(Data for review begins)

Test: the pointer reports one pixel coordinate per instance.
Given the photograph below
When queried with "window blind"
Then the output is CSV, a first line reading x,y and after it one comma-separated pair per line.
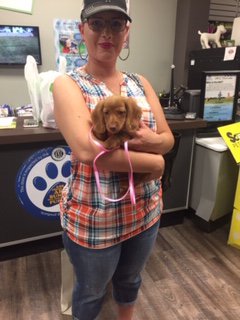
x,y
224,10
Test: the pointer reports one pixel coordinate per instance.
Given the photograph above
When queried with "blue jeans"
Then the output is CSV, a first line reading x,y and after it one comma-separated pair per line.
x,y
95,268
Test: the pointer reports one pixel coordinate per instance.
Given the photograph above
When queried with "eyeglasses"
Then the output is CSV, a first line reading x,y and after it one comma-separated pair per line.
x,y
98,24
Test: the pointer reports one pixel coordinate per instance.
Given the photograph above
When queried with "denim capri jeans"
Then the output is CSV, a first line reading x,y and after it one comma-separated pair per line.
x,y
95,268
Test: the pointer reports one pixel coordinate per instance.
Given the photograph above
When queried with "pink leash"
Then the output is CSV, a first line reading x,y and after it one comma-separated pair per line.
x,y
130,174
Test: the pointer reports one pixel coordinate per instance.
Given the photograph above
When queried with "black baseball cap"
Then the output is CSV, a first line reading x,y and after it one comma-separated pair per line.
x,y
91,7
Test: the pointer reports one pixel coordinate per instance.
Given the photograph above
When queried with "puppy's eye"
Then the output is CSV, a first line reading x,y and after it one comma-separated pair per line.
x,y
121,113
106,112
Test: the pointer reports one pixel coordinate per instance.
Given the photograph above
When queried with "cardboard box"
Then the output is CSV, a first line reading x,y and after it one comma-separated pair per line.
x,y
236,31
237,194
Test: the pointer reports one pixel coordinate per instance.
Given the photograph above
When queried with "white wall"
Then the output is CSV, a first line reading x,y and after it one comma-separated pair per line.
x,y
151,41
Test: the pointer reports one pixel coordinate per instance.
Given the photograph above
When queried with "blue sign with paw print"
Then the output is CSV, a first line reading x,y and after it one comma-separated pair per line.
x,y
40,181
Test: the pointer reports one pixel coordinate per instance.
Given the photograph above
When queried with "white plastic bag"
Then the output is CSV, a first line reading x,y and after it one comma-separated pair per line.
x,y
40,90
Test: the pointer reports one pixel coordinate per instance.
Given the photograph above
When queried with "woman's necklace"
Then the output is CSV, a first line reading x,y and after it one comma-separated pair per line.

(Data for review ends)

§ What is needed: For every line above that includes the word "with", return the line.

§ Worked solution:
When queried with "window blind"
When queried with "blue jeans"
When queried with "eyeglasses"
When queried with "denim capri jeans"
When queried with "pink leash"
When queried with "black baseball cap"
When queried with "puppy's eye"
When queried with "cardboard box"
When queried with "white wall"
When queried with "blue sign with paw print"
When queried with "white plastic bag"
When queried with "woman's necklace"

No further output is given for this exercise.